FIG. 4 is a graph of slurry rate, pump pressure and density versus elapsed time for the first stage of an actual horizontal well case history. Note the short time interval for the slurry pump rate to reach approximately 120 BPM at the maximum pressure limit of approximately 6500 psi.

In actual case studies, Applicant's combined techniques of (1) narrowing the perforation interval; and (2) placement of the acid in the casing according to a particular protocol has achieved surprisingly consistent results in the Barnett, Woodford, Caney, Floyd and Fayetteville Shale regions.

In order to further illustrate the present invention, the following example is taken from an actual case study. The well in question was completed in the Barnett Shale region of Johnson County, Tex., during Jul. 21-Aug. 2, 2004:

The subject well was drilled to 9414′ (MD) and completed with 67 joints 5½″ 17# N-80 BTC premium connections set from 9414′ (KB) to 6416′ and 146 joints 5½″ 17# N-80 LTC casing set from 6416′ to surface. A float collar (PBTD) is located at 9367′. The horizontal lateral was displaced with fresh water treated with biocide @ 0.4 gal/1000 gals, 1000 gals of “Mud Clean III”, 10 bbls fresh water spacer, 2000 gals Sure-Bond and cemented with 345 sacks of lead slurry (Fort Worth Basin Premium+0.1% R-3) mixed at 13.0 ppg yielding 1.65 cu.ft./sack followed by 695 sacks of tail slurry (Class “H”+0.25% R-3+0.25% FL-52+0.2% SMS) mixed at 14.4 ppg yielding 1.28 cu.ft/sack. The cement was displaced with the top plug and 217 bbls of treated water.

The casing string was milled and cleaned of cement and dope residue. The wellbore was then displaced with treated water spacer, gel swept and treated with biocide. The casing was then pressure tested to 6000 psi surface pressure with biocide treated fresh water. After logging from ˜6800 feet to the surface casing, a 7 1/16″, 5000 psi full-opening frac valve was installed and tested to 5000 psig.

Baker Atlas Tubing Conveyed Perforating Guns were then run into the hole. The 3⅜″ casing guns were loaded with Baker's Predator charges at 6JSPF in six gun carriers for double-density shots generating 12 JSPF (22 gm charge, 0.47″ EHD, 34″ penetration) on 2⅜″ 4.7# J-55 tubing horizontal lateral was perforated at the following intervals with two guns each:

9300-02′ 12 JSPF 20 holes
9030-32′ 12 JSPF 20 holes
8765-67′ 12 JSPF 20 holes
Total holes 60 holes

After moving the tractor and perforating guns, the rig tree was assembled and tested to 5000 psig. The fracturing equipment and wellhead isolation tool was rigged up and prepared to frac down the 5½″ casing at 130 BPM as recommended in the pumping procedure which follows, using high rate surface lines with dual blenders. A flush frac was run to the bottom perfs and the well was shut in. The well was not flowed back, however.

WHAT THIS EXERCISE ASKS -
[1] From the well completion passage, write out the stretch from "In actual case" through "Fayetteville Shale regions.".
[2] Answer these questions using the well completion passage:
(a) At what depth is the float collar located?
(b) In which county was the case study well completed?
(c) To what surface pressure was the casing tested with biocide-treated fresh water?

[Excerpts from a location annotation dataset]
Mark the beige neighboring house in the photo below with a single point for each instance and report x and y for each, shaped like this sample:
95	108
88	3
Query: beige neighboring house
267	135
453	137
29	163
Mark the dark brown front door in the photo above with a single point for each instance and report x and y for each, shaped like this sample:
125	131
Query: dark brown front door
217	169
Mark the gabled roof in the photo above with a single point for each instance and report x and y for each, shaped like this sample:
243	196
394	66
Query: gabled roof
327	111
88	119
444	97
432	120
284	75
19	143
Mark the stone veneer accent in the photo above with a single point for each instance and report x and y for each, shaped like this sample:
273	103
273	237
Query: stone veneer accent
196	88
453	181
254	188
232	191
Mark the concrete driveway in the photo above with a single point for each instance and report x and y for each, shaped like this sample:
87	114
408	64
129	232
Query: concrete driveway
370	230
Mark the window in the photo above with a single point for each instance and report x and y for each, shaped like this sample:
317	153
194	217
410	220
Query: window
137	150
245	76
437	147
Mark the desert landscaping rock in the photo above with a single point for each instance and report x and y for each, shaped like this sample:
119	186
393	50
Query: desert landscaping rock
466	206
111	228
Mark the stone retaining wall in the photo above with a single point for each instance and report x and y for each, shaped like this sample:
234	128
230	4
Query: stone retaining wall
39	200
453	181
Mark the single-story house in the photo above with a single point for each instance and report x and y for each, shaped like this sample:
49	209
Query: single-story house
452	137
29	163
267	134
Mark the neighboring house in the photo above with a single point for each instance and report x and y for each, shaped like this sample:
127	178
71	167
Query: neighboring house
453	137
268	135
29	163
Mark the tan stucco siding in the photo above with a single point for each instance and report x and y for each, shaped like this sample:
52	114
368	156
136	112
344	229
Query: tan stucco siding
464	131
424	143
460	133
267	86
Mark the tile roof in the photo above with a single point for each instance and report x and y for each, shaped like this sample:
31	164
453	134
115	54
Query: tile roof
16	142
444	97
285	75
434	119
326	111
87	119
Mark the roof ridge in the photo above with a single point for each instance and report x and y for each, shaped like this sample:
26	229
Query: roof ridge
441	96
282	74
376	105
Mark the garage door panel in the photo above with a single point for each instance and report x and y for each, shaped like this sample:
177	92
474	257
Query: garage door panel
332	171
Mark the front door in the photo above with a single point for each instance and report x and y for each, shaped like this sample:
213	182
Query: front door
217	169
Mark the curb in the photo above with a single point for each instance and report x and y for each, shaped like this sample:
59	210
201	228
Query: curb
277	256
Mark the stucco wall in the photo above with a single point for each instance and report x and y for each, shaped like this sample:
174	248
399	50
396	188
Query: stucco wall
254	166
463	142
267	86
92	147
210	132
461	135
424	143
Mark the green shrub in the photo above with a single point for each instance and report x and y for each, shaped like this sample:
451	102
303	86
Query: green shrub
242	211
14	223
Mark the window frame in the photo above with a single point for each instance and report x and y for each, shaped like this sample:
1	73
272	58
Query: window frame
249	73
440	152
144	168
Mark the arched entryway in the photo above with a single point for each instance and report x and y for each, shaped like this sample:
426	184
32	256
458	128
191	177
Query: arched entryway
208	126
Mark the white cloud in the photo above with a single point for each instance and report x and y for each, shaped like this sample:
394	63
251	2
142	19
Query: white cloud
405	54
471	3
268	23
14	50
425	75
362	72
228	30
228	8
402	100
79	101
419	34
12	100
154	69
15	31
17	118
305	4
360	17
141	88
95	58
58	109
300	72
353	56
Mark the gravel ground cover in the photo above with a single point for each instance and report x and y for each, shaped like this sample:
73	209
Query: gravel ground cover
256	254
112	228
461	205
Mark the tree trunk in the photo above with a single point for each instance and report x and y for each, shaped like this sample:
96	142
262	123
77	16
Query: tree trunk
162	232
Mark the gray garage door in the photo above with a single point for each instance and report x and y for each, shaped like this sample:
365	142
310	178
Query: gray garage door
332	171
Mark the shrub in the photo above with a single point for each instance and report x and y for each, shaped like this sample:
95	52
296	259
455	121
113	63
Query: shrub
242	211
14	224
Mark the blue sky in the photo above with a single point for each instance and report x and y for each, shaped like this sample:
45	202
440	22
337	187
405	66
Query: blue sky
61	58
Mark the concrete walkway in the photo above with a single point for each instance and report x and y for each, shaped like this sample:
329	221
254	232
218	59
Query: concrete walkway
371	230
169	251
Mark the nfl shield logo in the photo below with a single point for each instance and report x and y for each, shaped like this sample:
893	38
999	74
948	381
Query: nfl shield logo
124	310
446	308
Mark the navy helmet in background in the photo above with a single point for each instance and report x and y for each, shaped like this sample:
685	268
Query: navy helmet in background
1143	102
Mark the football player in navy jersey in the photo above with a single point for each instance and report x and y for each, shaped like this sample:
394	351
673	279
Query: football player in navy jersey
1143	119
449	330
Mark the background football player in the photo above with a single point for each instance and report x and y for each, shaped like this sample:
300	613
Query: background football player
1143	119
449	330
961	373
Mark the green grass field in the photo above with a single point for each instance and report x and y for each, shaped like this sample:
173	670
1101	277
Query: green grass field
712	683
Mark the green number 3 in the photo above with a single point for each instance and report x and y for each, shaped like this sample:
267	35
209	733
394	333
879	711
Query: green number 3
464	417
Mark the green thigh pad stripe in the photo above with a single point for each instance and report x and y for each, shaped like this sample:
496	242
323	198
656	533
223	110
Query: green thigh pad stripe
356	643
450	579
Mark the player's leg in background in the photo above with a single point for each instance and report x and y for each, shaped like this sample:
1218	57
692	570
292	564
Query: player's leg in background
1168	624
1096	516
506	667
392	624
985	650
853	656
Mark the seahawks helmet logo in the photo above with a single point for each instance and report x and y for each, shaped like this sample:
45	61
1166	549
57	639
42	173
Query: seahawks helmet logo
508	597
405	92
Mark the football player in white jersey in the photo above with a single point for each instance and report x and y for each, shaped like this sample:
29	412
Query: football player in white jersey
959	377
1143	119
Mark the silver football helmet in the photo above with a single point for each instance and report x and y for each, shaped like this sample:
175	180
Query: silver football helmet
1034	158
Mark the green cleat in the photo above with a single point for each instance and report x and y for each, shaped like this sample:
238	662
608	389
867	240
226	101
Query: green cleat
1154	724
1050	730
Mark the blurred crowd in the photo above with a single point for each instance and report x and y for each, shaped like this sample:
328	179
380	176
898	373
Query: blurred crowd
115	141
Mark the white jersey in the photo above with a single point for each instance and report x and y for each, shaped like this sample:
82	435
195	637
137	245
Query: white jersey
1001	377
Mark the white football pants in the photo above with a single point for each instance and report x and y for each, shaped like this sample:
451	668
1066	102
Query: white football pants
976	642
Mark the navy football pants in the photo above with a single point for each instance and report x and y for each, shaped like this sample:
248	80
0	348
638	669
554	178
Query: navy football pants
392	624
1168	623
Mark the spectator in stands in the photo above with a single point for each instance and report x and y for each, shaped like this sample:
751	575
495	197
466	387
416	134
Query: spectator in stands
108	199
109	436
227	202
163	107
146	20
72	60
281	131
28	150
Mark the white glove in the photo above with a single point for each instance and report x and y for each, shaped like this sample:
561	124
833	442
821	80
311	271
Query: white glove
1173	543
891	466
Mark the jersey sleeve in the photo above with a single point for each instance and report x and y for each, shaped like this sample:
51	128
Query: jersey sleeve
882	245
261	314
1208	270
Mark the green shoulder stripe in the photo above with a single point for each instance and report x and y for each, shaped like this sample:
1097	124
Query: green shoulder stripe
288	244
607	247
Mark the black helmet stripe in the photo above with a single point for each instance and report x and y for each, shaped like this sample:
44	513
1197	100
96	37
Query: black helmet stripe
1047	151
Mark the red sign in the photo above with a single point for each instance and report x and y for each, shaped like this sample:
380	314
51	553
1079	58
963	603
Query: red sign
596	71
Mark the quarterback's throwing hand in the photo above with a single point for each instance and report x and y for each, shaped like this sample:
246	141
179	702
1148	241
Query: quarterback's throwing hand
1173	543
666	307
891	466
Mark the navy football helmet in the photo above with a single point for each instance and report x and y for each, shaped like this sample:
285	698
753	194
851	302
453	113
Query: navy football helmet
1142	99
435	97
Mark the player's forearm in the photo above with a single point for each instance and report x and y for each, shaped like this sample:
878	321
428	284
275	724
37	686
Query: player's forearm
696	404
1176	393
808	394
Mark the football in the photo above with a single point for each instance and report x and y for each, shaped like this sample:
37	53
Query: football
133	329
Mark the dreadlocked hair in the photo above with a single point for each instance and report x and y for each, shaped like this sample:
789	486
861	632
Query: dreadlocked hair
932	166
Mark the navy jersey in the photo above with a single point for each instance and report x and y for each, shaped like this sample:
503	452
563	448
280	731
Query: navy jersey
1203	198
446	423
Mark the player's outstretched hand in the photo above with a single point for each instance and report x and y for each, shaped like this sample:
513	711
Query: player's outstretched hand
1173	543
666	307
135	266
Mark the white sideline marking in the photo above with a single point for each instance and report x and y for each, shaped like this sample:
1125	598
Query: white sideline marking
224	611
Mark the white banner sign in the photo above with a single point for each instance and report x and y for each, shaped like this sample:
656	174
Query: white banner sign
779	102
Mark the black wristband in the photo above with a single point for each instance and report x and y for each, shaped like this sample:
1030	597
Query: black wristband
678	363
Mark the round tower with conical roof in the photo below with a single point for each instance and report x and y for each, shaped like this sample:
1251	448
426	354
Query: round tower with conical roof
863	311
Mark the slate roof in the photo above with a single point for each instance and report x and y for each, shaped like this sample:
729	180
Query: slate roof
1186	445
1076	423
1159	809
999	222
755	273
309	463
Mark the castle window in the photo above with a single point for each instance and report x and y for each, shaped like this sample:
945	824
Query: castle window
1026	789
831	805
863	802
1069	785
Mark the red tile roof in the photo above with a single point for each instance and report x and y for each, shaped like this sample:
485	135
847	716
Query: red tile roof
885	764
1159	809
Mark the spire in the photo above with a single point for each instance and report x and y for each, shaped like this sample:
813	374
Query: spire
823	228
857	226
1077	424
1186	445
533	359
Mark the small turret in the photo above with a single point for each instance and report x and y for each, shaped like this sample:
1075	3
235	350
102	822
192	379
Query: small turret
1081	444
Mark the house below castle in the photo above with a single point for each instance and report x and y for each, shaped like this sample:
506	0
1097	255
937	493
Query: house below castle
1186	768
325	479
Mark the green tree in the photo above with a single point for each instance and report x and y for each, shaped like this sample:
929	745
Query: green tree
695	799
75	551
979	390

RESULTS OF THE EXERCISE -
[1]
In actual case studies, Applicant's combined techniques of (1) narrowing the perforation interval; and (2) placement of the acid in the casing according to a particular protocol has achieved surprisingly consistent results in the Barnett, Woodford, Caney, Floyd and Fayetteville Shale regions.

[2]
(a) 9367′
(b) Johnson County, Texas
(c) 6000 psi